課題の行:

+++

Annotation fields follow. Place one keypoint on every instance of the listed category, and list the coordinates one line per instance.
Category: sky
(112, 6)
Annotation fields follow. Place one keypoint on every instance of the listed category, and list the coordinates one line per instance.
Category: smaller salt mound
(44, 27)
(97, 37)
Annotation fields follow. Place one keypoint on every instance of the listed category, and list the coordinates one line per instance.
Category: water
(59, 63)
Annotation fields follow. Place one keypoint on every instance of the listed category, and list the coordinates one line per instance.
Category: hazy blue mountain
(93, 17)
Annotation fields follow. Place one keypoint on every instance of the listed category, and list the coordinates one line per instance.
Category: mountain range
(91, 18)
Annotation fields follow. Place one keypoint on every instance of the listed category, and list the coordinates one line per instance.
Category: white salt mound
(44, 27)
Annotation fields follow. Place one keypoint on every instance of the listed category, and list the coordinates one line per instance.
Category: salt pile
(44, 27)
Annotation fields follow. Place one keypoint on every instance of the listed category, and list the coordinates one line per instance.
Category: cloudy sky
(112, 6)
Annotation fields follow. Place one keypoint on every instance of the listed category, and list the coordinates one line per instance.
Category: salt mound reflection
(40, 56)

+++

課題の内容:
上の行をすべて、"keypoint"を"marker"に置き換えて、それ以外は変えずに書き直してもらえますか？

演習の解答:
Annotation fields follow. Place one marker on every instance of the listed category, and list the coordinates one line per instance.
Category: sky
(112, 6)
Annotation fields follow. Place one marker on every instance of the listed category, and list the coordinates one line per instance.
Category: smaller salt mound
(44, 27)
(97, 37)
Annotation fields follow. Place one marker on every instance of the listed category, and list the coordinates one line per instance.
Category: water
(59, 63)
Annotation fields follow. Place one marker on every instance of the listed category, and list the coordinates one line per instance.
Category: hazy blue mountain
(93, 17)
Annotation fields follow. Place one marker on every instance of the listed category, and list the coordinates one line per instance.
Category: mountain range
(91, 18)
Annotation fields follow. Place one marker on every instance of the listed category, and list the coordinates one line per instance.
Category: white salt mound
(44, 27)
Annotation fields follow. Place one marker on every instance of the listed category, and list the coordinates one line per instance.
Category: salt pile
(44, 27)
Annotation fields follow. Place one marker on every instance of the listed category, and list the coordinates one line per instance.
Category: cloudy sky
(112, 6)
Annotation fields follow. Place one marker on every instance of the listed category, and list the coordinates one line per instance.
Category: salt mound reflection
(40, 56)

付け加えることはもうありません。